When the data is voice data, the first multiplexer 854 may select data from the forward propagation module 858. The output of the first multiplexer 854 is received by an overlap add module 860, which combines a forward waveform from the first multiplexer 854 with a backwards waveform from a second multiplexer 862. The overlap add module 860 outputs the result to the gap buffer 844.

The second multiplexer 862 receives inputs from a second fill module 864 and a backward propagation module 866. The second fill module 864 may function similarly to the first fill module 856. The first and second fill modules 856 and 864 may provide zero (or silent) samples and/or white noise samples. The second multiplexer 862 is controlled by a second type determination module 868. The second type determination module 868 receives values from the right buffer 846 and from a second pitch determination module 870.

The second pitch determination module 870 may function similarly to the first pitch determination module 850. The second pitch determination module 870 also outputs pitch information to a second repeatable period module 872. The second repeatable period module 872 converts data from the right buffer 846 into a repeatable period that is continuous between its right and left ends, as shown in FIG. 13B.

The output of the second repeatable period module 872 is transmitted to the backward propagation module 866, and may also be stored back into the right buffer 846. The second multiplexer 862 may select the second fill module 864 when the second type determination module 868 determines that the left-most data in the right buffer 846 is not voice data.

The forward propagation module 858 and the backward propagation module 866 are controlled by a ratio control module 874. The ratio control module 874 may determine the ratio between the pitch in the right buffer 846 to the pitch in the left buffer 842. The ratio control module 874 may perform trial and error with a range of ratios. The ratio control module 874 may provide a test ratio to the forward propagation module 858.

The forward propagation module 858 performs a forward propagation on the repeatable period from the first repeatable period module 848. The length of the propagation is determined by the gap length. The repeatable period is propagated until it would overlap with the data in the right buffer 846. It is then compared to the data stored in the right buffer 846 by a correlation module 876. If there is a high correlation determined by the correlation module 876, the test ratio is likely correct.

The ratio control module 874 may iterate through a range of possible ratios to determine the ratio having the best correlation. If the best correlation determined is still less than the threshold value, the ratio control module 874 may use a default pitch ratio of 1.0. In this case, the forward and backward propagation modules 858 and 866 will not change the ratio of the repeatable periods as they are propagated.

━━━━━━━━━━━━━━━━

EXERCISE TASKS:
1. List every buffer named in the gap-filling passage, each with its reference number.
2. According to the gap-filling passage, why might the forward and backward propagation modules leave the ratio of the repeatable periods unchanged as they propagate them?
3. Reproduce the gap-filling passage word for word, starting at "The forward propagation module 858 performs" and ending at "is likely correct.".

RECORDED INFORMATION:
━━━━━━━━━━━━━━━━

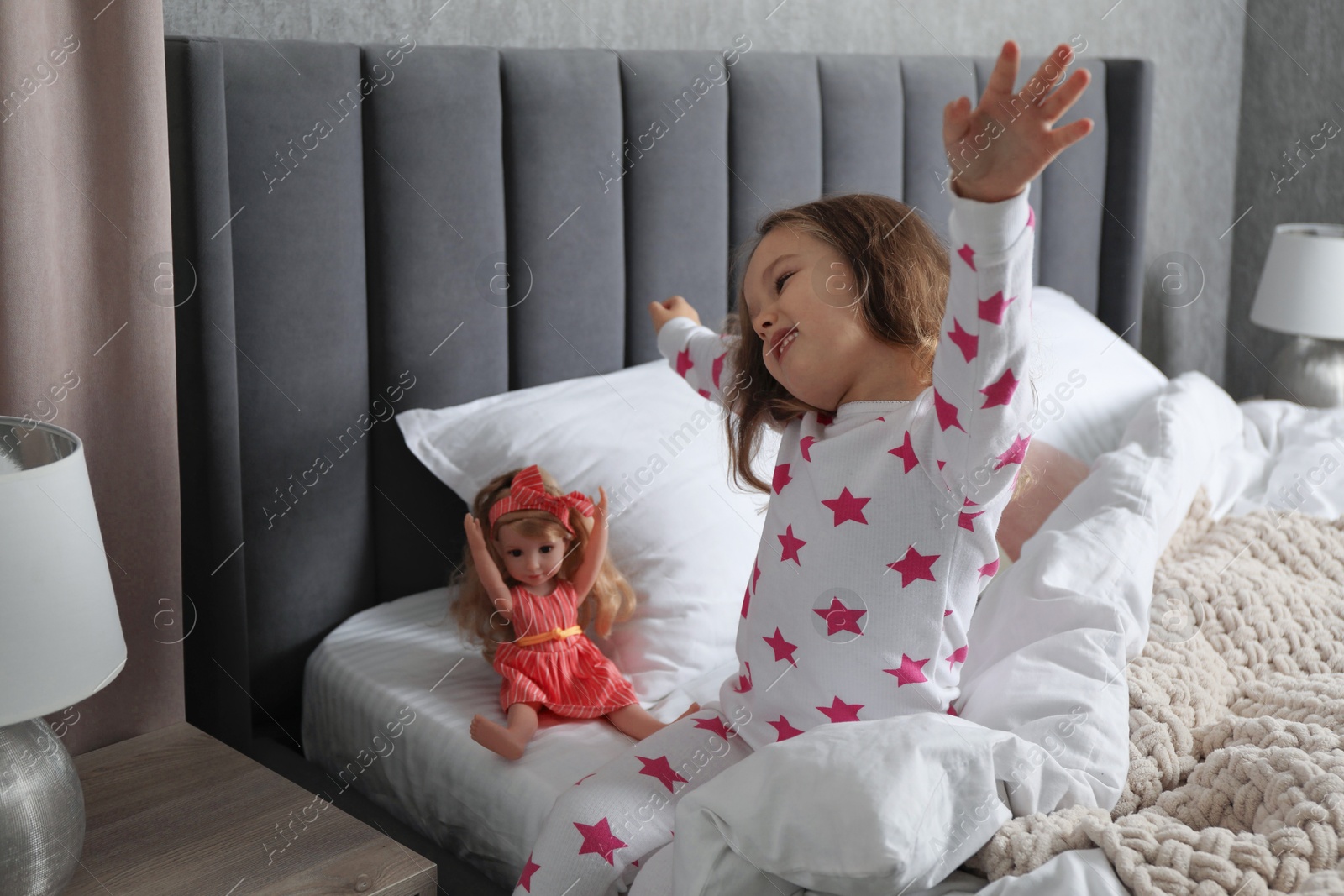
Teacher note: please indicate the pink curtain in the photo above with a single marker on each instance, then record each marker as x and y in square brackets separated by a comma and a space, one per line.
[87, 322]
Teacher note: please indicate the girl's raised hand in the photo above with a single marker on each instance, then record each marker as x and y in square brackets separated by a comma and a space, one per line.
[1000, 145]
[474, 532]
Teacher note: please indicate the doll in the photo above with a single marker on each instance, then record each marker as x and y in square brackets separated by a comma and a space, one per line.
[526, 594]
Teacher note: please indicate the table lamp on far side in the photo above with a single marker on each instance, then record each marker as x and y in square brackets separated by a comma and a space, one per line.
[60, 642]
[1301, 293]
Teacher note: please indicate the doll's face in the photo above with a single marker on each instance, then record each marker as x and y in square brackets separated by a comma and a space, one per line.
[528, 559]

━━━━━━━━━━━━━━━━

PER-TASK OUTPUTS:
1.
- Gap buffer 844
- Right buffer 846
- Left buffer 842

2. The ratio control module tries a range of ratios to find the one with the best correlation. If even the best correlation is below the threshold value, it uses a default pitch ratio of 1.0. With that ratio, the propagation modules do not change the ratio of the repeatable periods.

3.
The forward propagation module 858 performs a forward propagation on the repeatable period from the first repeatable period module 848. The length of the propagation is determined by the gap length. The repeatable period is propagated until it would overlap with the data in the right buffer 846. It is then compared to the data stored in the right buffer 846 by a correlation module 876. If there is a high correlation determined by the correlation module 876, the test ratio is likely correct.